### Stored data
- - -

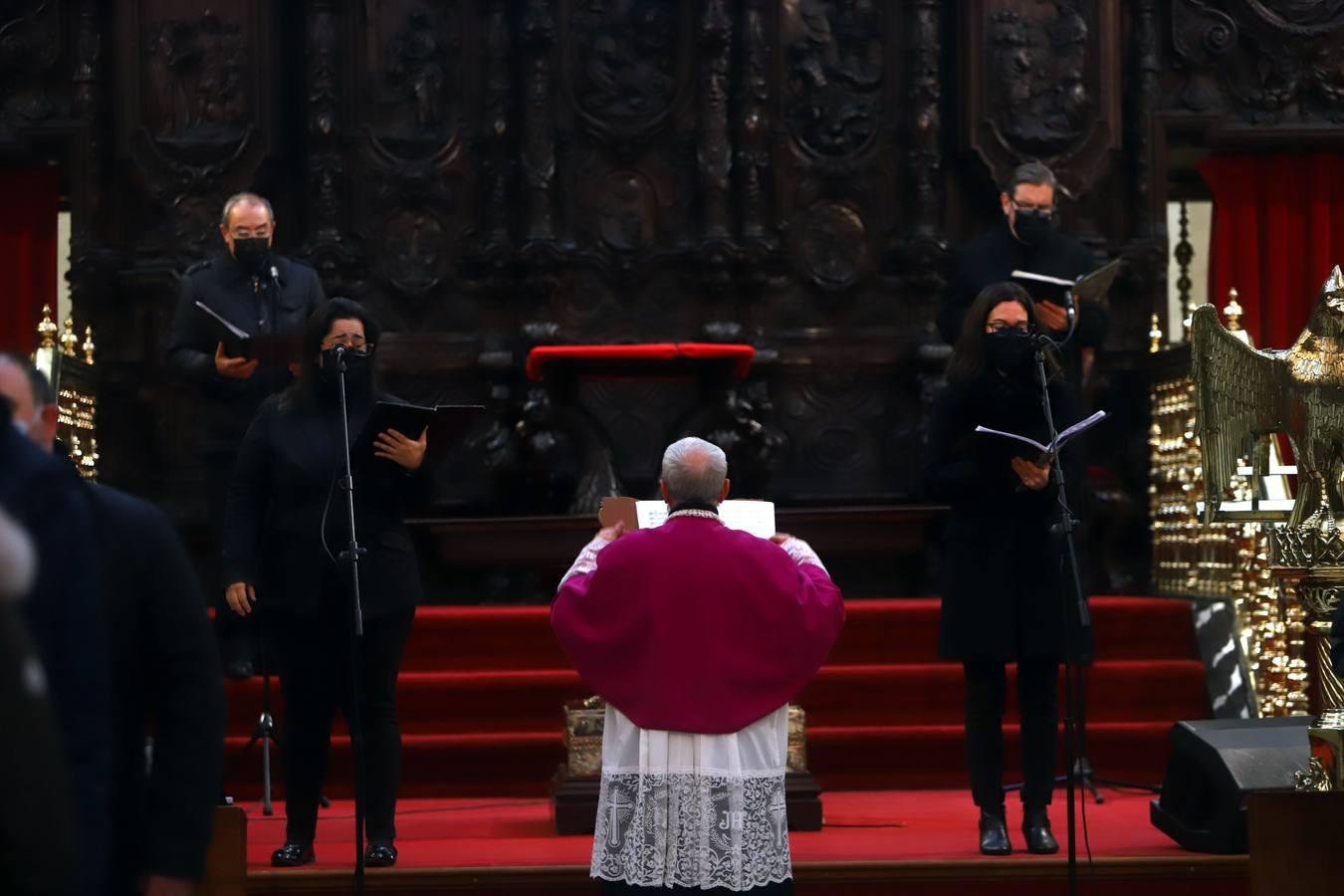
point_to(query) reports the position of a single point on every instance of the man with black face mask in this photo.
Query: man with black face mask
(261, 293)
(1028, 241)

- - -

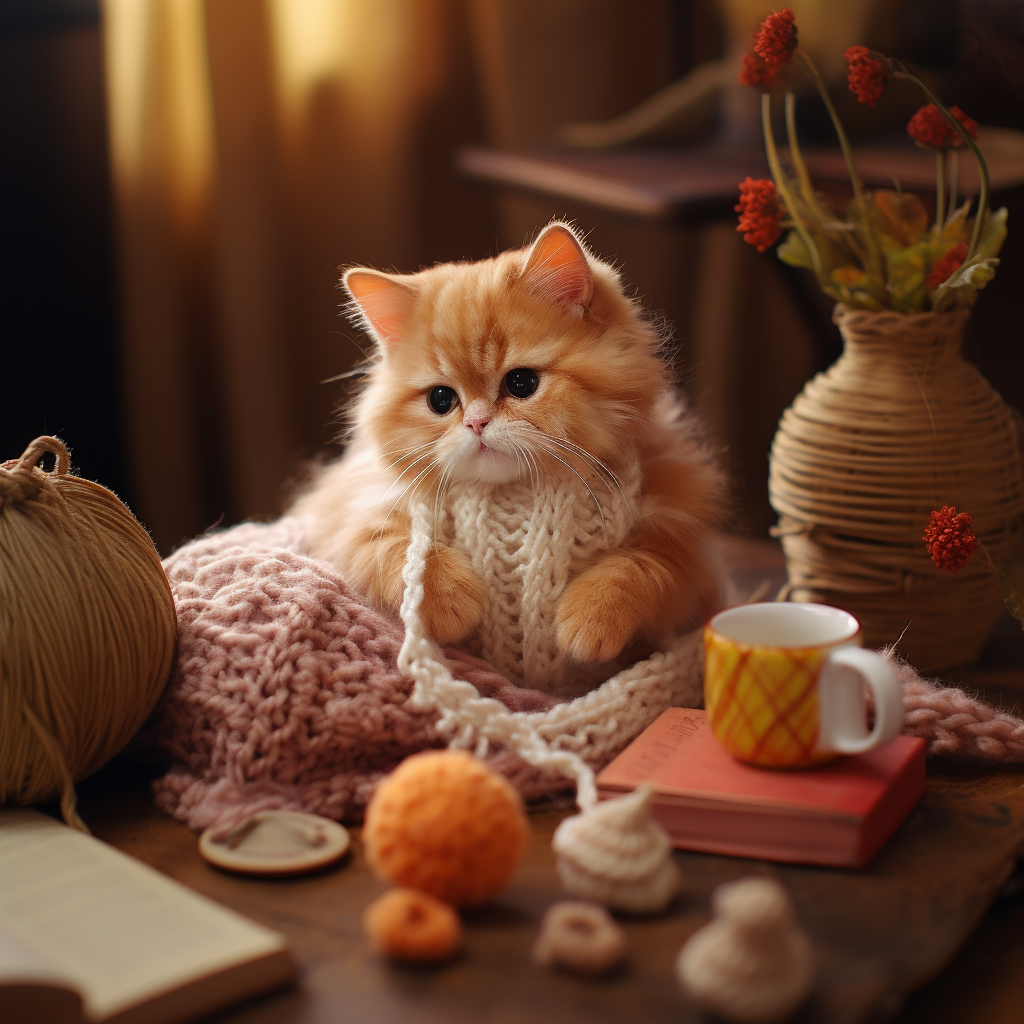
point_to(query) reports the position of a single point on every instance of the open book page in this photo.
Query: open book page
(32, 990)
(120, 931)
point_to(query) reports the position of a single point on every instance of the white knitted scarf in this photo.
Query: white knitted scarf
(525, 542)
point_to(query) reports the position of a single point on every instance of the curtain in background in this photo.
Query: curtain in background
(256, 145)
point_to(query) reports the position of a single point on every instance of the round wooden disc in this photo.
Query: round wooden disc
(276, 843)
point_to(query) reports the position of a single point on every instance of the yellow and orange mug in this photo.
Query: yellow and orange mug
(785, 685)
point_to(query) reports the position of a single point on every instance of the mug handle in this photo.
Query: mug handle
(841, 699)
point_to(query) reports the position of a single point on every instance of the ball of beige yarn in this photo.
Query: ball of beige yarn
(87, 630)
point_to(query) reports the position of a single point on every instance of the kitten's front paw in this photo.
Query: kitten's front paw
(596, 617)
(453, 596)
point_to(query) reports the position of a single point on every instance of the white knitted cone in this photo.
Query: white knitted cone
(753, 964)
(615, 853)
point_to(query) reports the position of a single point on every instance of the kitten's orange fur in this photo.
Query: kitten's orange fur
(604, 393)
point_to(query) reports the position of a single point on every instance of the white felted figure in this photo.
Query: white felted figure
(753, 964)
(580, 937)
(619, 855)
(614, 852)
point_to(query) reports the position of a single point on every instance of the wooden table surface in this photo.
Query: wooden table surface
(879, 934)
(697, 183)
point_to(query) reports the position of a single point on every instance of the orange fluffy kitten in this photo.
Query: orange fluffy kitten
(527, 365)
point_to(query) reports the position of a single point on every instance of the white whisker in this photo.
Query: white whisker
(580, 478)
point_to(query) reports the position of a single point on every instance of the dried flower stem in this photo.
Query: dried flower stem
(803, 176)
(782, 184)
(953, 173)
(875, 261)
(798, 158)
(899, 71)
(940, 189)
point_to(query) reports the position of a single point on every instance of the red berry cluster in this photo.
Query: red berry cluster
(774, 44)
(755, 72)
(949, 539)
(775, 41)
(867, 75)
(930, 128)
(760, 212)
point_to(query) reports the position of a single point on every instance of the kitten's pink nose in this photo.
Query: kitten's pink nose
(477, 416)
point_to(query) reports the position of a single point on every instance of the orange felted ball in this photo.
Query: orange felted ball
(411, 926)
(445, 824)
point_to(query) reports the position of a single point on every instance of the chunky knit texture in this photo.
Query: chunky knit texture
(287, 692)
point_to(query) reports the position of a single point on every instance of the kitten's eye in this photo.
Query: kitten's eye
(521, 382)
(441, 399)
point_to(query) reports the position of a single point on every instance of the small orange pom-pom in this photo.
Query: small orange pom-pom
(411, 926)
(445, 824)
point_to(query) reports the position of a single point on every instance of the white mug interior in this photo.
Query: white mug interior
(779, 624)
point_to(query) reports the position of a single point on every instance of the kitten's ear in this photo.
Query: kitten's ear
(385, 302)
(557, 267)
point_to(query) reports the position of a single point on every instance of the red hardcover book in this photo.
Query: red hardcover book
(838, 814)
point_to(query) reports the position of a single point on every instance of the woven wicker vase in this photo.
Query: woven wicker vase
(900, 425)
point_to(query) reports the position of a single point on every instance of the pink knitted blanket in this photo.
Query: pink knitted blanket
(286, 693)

- - -

### What you should do
Please add 114 to each coordinate in the answers and write out every line again in full, starting at the line containing "mask in this photo." and ending at the line containing "(1028, 241)".

### Exercise solution
point_to(query) reports the position of a single point on every instance of the man with black face mask in this photo.
Query: man with black face mask
(375, 407)
(1142, 355)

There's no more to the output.